> **Passage for review**:
______________________________
Livingston County residents flooded to the poll booths to elect their local representatives on Tuesday Nov. 5. After months of campaigning and a contentious primary election, Sheriff’s Office Investigator Tom Dougherty defeated Undersheriff Jim Szczesniak for the office of Livingston County sheriff.
Republican candidates Patti LaVigne and Robert Irwin also landed the two available spots on the Geneseo Town Council, beating Democrat candidate John Zmich.
The path leading to Tuesday’s victory was not a smooth one, especially for the candidates for sheriff. Dougherty announced his candidacy in December 2012 and Szczesniak in February 2013, but both men had campaigned tirelessly from June 2013 to election night.
As sheriff, Dougherty said he plans to implement the closest car concept, meaning that, when the police are called in, the closest police car in the area will respond to the call, regardless of whether it’s a county or state patrol car. According to Dougherty, this will “increase public safety, increase better response times and be more fiscally responsible with the taxpayers’ money.”
In outlining his qualifications for the position, Dougherty described himself as a “positive person that leads by example” and stands by his conviction that “it’s much easier to lead when you have people willing to follow.”
______________________________
(Natural-language object grounding data)
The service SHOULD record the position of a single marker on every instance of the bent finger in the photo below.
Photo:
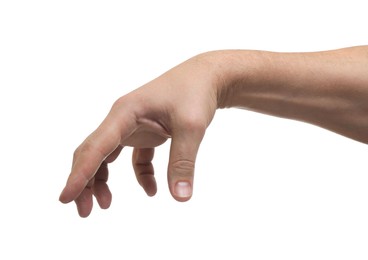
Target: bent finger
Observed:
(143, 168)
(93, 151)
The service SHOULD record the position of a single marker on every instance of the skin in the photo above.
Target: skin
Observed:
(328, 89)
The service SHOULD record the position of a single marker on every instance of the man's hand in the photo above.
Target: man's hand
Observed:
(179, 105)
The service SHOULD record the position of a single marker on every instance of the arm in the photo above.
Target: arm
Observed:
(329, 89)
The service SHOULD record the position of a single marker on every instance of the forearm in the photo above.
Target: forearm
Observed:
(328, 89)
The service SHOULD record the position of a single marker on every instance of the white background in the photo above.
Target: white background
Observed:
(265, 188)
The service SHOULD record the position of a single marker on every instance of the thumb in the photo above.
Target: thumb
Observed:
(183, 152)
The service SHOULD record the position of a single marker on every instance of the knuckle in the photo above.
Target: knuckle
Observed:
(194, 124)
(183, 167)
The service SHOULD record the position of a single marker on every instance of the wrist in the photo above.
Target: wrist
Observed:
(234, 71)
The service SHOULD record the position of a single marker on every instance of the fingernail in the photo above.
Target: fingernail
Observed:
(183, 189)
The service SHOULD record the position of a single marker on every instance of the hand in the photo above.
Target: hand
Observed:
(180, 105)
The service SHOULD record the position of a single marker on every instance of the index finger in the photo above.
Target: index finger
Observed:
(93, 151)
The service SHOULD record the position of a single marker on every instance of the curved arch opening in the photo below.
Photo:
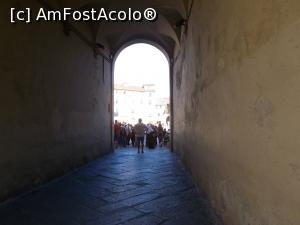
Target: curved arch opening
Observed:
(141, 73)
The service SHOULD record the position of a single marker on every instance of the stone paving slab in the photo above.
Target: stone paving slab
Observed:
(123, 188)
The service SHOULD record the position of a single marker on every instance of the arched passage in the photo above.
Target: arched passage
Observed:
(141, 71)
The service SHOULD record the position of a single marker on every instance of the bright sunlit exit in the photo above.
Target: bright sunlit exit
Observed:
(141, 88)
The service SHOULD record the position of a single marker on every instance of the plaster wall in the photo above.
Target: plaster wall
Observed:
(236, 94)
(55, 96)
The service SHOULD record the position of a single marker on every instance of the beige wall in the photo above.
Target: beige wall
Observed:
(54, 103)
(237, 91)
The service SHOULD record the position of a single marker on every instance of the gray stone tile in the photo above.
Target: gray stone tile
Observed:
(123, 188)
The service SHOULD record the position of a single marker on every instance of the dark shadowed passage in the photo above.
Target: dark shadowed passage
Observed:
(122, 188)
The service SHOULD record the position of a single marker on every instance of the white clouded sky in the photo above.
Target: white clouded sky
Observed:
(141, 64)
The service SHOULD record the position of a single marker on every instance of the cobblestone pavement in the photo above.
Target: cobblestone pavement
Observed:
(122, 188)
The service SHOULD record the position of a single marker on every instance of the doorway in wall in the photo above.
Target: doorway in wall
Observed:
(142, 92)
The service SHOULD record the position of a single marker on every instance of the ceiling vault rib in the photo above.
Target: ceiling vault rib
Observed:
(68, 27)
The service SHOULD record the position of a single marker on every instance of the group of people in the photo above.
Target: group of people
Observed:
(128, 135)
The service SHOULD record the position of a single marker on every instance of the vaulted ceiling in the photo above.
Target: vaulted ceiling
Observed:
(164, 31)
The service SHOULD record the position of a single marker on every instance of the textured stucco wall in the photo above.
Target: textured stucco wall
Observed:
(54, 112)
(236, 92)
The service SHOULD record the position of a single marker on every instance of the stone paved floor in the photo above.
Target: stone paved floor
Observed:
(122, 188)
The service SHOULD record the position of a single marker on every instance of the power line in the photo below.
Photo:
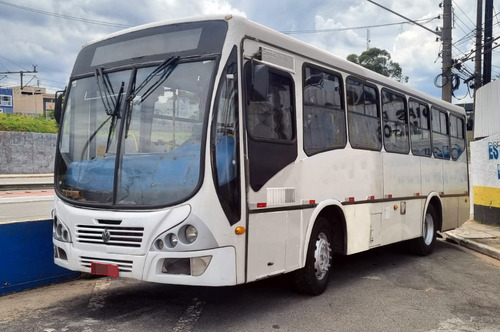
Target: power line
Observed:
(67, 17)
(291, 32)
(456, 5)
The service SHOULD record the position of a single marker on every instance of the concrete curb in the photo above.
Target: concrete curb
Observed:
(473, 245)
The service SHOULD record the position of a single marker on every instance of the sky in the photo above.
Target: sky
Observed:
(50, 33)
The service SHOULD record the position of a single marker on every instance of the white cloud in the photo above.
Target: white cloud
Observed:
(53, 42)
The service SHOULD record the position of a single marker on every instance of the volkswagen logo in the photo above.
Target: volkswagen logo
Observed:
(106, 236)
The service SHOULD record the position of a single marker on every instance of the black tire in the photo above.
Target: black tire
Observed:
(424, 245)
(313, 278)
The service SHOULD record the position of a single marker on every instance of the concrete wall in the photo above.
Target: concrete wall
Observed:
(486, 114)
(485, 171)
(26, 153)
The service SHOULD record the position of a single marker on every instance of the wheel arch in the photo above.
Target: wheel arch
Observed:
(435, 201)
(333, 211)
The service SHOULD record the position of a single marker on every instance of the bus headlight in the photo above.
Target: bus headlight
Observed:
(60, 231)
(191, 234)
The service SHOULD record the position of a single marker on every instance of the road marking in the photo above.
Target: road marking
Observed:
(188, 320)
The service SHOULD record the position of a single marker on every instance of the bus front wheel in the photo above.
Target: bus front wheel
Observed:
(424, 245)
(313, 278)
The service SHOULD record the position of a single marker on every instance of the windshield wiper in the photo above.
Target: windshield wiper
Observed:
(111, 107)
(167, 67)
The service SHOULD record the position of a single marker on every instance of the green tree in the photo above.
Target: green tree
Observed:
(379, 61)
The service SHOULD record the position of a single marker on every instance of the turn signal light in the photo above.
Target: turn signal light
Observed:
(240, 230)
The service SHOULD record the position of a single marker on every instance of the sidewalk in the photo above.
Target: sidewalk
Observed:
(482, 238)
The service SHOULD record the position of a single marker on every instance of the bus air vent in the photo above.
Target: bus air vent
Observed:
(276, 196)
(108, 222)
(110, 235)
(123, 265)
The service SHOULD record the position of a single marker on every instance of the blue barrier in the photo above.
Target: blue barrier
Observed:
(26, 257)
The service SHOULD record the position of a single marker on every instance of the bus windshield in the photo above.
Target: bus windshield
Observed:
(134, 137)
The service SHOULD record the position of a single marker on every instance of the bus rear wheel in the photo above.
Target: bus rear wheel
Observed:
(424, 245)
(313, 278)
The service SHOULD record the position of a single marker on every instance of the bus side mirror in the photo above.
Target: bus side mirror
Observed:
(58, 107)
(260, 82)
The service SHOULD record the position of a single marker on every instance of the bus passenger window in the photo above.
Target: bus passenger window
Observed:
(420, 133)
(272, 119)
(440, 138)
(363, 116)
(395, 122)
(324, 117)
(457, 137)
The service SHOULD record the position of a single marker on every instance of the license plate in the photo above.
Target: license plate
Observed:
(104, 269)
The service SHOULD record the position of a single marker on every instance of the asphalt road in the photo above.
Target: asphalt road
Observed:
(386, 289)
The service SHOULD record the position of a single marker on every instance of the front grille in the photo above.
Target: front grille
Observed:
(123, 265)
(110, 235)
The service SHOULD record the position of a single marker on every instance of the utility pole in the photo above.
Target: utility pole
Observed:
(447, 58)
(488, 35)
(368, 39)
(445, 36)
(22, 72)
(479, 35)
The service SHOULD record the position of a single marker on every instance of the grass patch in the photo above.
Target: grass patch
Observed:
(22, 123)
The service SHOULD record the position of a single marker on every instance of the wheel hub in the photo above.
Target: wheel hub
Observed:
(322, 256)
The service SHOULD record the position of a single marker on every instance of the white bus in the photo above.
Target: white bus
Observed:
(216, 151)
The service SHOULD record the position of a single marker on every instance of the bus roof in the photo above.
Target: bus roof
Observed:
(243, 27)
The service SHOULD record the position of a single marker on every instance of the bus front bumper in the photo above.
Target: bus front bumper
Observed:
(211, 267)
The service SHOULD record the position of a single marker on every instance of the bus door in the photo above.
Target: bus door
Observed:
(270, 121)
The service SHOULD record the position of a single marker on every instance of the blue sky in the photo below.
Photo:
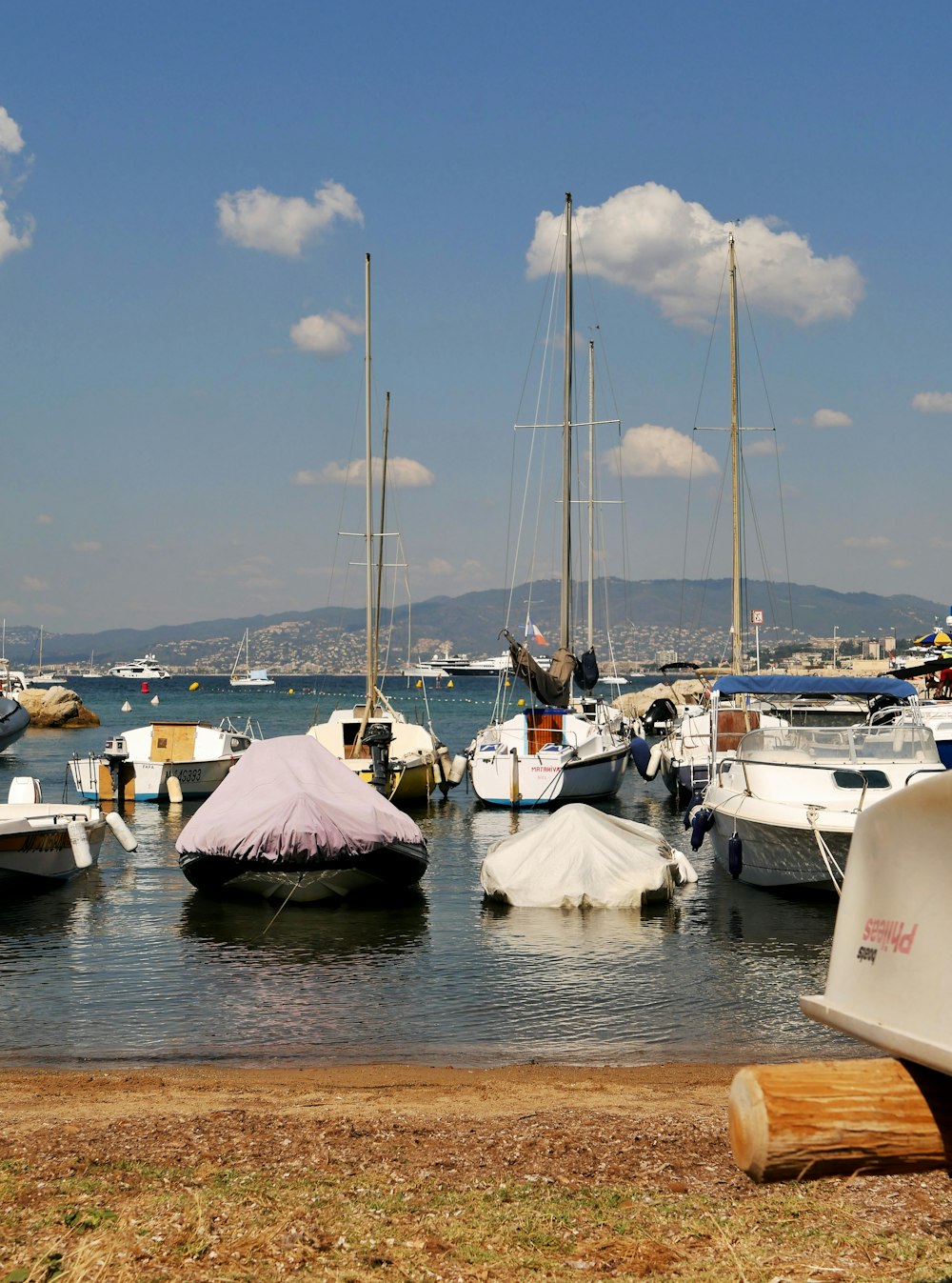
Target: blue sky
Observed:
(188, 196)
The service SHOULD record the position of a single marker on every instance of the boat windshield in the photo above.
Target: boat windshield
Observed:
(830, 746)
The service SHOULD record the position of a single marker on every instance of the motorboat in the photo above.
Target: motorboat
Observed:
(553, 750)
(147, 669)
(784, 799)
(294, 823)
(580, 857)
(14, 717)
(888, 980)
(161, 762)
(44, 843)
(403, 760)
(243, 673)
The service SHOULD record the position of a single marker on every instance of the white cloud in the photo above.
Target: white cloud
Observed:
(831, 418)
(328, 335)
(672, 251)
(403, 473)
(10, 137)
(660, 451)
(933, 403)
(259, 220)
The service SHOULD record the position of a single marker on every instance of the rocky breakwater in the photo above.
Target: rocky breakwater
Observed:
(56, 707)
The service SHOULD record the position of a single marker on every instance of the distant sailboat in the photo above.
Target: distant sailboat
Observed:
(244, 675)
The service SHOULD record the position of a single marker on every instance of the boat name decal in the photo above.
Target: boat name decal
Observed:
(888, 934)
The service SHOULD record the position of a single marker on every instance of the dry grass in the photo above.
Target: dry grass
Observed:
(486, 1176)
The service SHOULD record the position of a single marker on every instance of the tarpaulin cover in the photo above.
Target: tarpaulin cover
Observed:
______________________________
> **Exercise tasks**:
(1) Name every election candidate mentioned in the Livingston County election article.
(2) Go on with the Livingston County election article after its last sentence.
None of the data is needed for the tasks.

> **Answers to the problems**:
(1) Tom Dougherty, Jim Szczesniak, Patti LaVigne, Robert Irwin, John Zmich

(2)
While Szczesniak said he is disappointed by the outcome of the election, he also said he would not have changed anything about his campaign in retrospect. He said he enjoyed the opportunity to demonstrate to voters what the sheriff’s office is all about, and that his main priority now is to “see that the sheriff’s office is unified once again and to refocus on the task of public safety.”
LaVigne, who has experience on the town planning board, will be a new addition to the town council. She said she believes her background as a nurse practitioner will help her assimilate to the new position, since her already-developed skills of listening to people will apply nicely to a job on town council.
“I will work very hard to serve the people that have elected me and shown their faith to me,” LaVigne said.
LaVigne said her top priority as a council member will be to upgrade the zoning code, which has been in place since the 1970s. This system operates on the Euclidean model of keeping different aspects of the town separate, although LaVigne said that mixed development is better for fostering a community atmosphere. She said she wants to continue to foster the relationship between the village and town governments in Geneseo, as well as maintain the aspects that make Geneseo unique.
Overall, LaVigne’s goals include a desire to be an effective and accessible public figure and to offer a fresh set of eyes to the town board without bringing in any preconceived ideas.
“I hope to be available, accessible and open-minded,” LaVigne said. “If I’m going to be a change agent, then I have to walk the walk.”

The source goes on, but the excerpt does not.